SUPPLIED INFORMATION:
----------

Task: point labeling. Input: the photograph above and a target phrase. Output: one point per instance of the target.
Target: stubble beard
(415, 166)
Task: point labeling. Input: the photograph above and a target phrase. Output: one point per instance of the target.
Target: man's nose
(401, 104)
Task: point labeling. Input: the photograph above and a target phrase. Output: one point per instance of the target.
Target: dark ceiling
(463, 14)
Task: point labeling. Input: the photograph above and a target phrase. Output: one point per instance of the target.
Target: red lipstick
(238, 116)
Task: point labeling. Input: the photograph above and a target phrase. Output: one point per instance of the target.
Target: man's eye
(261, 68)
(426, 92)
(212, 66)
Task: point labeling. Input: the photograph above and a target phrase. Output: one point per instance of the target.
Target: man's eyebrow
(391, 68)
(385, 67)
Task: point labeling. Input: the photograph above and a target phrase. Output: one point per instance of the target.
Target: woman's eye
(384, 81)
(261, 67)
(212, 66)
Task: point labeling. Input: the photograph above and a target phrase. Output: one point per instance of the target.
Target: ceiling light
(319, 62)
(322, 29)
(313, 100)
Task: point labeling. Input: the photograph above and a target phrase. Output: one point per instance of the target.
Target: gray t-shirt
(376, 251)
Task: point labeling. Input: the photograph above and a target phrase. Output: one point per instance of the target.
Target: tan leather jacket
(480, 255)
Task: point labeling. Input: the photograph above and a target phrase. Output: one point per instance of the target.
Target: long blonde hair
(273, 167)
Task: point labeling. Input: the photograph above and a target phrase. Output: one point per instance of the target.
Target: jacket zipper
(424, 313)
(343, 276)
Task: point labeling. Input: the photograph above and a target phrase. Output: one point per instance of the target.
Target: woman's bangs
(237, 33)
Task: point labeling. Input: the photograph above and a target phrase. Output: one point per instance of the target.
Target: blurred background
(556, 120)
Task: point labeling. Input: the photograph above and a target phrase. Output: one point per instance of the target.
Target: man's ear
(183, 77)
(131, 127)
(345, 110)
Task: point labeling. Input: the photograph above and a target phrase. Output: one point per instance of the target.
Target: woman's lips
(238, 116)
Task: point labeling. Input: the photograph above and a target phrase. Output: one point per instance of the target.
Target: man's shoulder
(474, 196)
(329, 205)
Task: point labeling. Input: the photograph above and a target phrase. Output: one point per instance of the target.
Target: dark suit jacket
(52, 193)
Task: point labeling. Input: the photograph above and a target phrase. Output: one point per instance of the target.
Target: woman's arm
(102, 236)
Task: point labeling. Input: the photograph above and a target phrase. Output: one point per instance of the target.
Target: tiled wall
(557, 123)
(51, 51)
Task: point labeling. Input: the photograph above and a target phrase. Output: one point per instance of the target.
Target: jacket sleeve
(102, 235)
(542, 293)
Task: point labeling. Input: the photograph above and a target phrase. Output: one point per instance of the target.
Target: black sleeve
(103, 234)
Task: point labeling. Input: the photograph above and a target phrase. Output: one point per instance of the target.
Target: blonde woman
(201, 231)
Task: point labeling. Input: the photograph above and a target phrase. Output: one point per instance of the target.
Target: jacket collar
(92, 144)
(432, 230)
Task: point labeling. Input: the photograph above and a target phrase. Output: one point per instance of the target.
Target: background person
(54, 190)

----------

EXERCISE DETAILS: Every entry above should come back exactly as written.

THE COMPLETED TASK:
Task: point labeling. Input: the photograph above and a target phrase. Output: one point per instance of the target.
Target: stubble beard
(415, 166)
Task: point labeling. Input: the photograph above and a target phrase. Output: one point per instance of the target.
Target: man's nose
(401, 104)
Task: point labeling. Input: the photograph above and a target phrase. Output: one point per instance of the target.
Target: dark ceiling
(463, 14)
Task: point labeling. Input: the photograph above and a target phrase. Output: one point per instance of the target.
Target: red lipstick
(238, 116)
Task: point labeling. Input: the photograph above and a target phrase. Output: one point per instance of the target.
Target: man's eye
(261, 68)
(426, 92)
(212, 66)
Task: point labeling. Input: the photograph above and a target phrase. Output: one point per instance of the target.
Target: man's eyebrow
(391, 68)
(385, 67)
Task: point labeling. Input: the photograph above and a target phrase. Output: one point per instance of the target.
Target: woman's eye
(384, 81)
(261, 67)
(212, 66)
Task: point labeling. Input: the photograph above and a target phrase. Output: one point per instance of the target.
Target: ceiling light
(319, 62)
(322, 29)
(313, 100)
Task: point labeling. Input: the photograph above and a target phrase. Output: one point per instance of the target.
Target: gray t-shirt
(376, 251)
Task: point labeling. Input: the photograph above and a target phrase. Output: one point per instance of the target.
Target: tan leather jacket
(480, 255)
Task: point labeling. Input: the photograph above and a target phrase. Output: one point per instance of the target.
Target: long blonde hair
(273, 167)
Task: point labeling. Input: the photograph above and a target phrase. Output: one point per instance of the target.
Target: jacket zipper
(424, 313)
(343, 276)
Task: point labeling. Input: the photograph above and a target phrase. Output: one point per instance of the target.
Target: woman's bangs
(237, 33)
Task: point labeling. Input: the photograph above and a target phrase. Output: one point per instance of the target.
Target: blurred background
(556, 120)
Task: point labeling. Input: the photograph above and a target phrase. Output: one point per instance of the target.
Target: man's ear
(183, 77)
(131, 127)
(345, 110)
Task: point labeling. Input: the photograph above and a target phrase. Output: one point per instance of the target.
Target: woman's lips
(238, 116)
Task: point labeling. Input: the photograph above and a target phrase. Output: one point per instance of the target.
Target: man's shoulder
(474, 196)
(329, 205)
Task: point labeling. Input: the photograph above and a target phrase. Output: one point per instance of the target.
Target: dark suit jacket
(52, 193)
Task: point labeling. Input: the photograph above and a target phrase. Output: one point per instance of the target.
Target: woman's arm
(102, 236)
Task: point labeling. Input: the photograph above and a target phrase. Output: one point per instance of the target.
Target: tiled wall
(557, 123)
(51, 51)
Task: point labeling. Input: the photograph above and a target phrase. Output: one point per instance of the target.
Target: jacket sleeve
(102, 235)
(542, 293)
Task: point labeling. Input: the photograph above and a target phrase. Output: one point per instance of the target.
Target: black sleeve
(103, 234)
Task: point labeling. Input: the photograph above and a target phrase. Output: one point per instance of the target.
Target: blonde woman
(201, 231)
Task: point labeling. Input: the photograph above and a target phrase. Output: one point per instance of the target.
Target: jacket collar
(92, 144)
(432, 230)
Task: point labeling. Input: the photograph above and a target phrase. Output: one point per instance of the target.
Target: background person
(54, 190)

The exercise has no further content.